Natural language region descriptions:
>>>>>

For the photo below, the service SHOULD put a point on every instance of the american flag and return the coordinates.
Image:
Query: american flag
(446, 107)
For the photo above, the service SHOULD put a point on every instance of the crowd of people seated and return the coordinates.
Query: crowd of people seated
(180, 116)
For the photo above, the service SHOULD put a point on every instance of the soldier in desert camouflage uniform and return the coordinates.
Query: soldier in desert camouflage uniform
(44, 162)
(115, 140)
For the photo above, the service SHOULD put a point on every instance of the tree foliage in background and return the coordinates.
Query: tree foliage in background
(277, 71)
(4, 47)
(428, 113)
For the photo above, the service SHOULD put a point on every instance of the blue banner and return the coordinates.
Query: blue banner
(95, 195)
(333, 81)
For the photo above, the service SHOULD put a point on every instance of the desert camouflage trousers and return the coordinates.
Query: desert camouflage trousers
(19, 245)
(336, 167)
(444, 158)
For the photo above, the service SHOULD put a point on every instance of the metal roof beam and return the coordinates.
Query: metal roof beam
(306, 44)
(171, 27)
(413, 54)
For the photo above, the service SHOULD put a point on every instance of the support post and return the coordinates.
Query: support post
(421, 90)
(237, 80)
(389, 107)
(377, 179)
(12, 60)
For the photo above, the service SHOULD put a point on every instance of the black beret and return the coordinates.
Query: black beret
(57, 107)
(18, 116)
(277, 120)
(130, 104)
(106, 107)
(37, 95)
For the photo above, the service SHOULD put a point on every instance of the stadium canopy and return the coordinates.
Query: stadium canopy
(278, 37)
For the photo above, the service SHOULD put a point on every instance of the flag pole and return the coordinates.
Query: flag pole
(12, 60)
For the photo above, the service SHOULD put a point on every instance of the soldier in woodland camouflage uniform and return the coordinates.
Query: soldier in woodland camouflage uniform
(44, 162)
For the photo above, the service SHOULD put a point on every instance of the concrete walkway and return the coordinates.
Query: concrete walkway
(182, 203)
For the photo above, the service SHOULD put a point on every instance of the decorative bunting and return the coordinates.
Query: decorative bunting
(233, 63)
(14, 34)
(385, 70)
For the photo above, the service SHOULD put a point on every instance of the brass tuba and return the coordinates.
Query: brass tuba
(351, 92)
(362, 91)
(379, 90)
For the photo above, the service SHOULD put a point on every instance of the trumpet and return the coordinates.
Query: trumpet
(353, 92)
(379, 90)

<<<<<

WHAT THE TASK REQUIRES:
Each line of the data above needs to be returned exactly.

RESULT FOR THIS TASK:
For the photo below, the service SHOULD put a point on every instance of the american flag and return the coordinates.
Image:
Query: american flag
(446, 107)
For the photo above, the service SHOULD put a point on every instance of the crowd of people seated and return the coordinates.
Query: crowd of people seated
(180, 116)
For the photo above, the service SHOULD put a point on every instance of the soldier in desert camouflage uniform and return the coordinates.
Query: soldier in desert camouflage uniform
(44, 162)
(115, 140)
For the photo above, the service SHOULD put a point on every instance of the tree foliage in background and return the coordinates.
Query: tree foliage in background
(277, 71)
(4, 47)
(428, 113)
For the photo above, the service SHOULD put a point on every instance of the blue banner and return the coordinates.
Query: blue banner
(95, 195)
(333, 81)
For the photo above, the service SHOULD put a point on every instance of the desert camouflage trousers and return the coordinates.
Query: desert camouflage trousers
(19, 245)
(336, 167)
(444, 158)
For the photo above, the service SHOULD put a point on every instance of the metal roof beam and return the coordinates.
Query: metal roof beam
(306, 44)
(171, 27)
(413, 54)
For the photo above, the service SHOULD put a point on every instance of the support post and return the coordinates.
Query: support post
(421, 90)
(237, 80)
(389, 107)
(377, 179)
(12, 60)
For the photo above, the service SHOULD put a point on every instance of the black beret and return the coordinates.
Query: black beret
(57, 107)
(18, 116)
(277, 120)
(130, 104)
(106, 107)
(37, 95)
For the photo above, the service SHOULD put a point on every instance of the stadium canopy and return the coordinates.
Query: stadium canopy
(278, 37)
For the photo above, the service SHOULD put a point on every instance of the flag pole and return the coordinates.
Query: flag pole
(12, 60)
For the photo above, the service SHOULD put a point on every instance of the soldier in woodland camouflage uniform and return the coordinates.
Query: soldier in woodland camouflage uniform
(44, 162)
For the photo above, the service SHOULD put a point on every instance of the concrete walkway and return the coordinates.
Query: concrete walkway
(182, 203)
For the photo above, the service SHOULD put a point on every instance of the decorative bunting and return the coordinates.
Query: decorative bunting
(233, 63)
(14, 34)
(385, 70)
For the photo above, the service SHOULD put a point on every instance of the brass tuba and return the coordinates.
Query: brass tuba
(351, 92)
(362, 91)
(379, 90)
For the photo above, the service SHOULD put a point on every instance of the trumpet and return the coordinates.
Query: trumpet
(353, 92)
(379, 90)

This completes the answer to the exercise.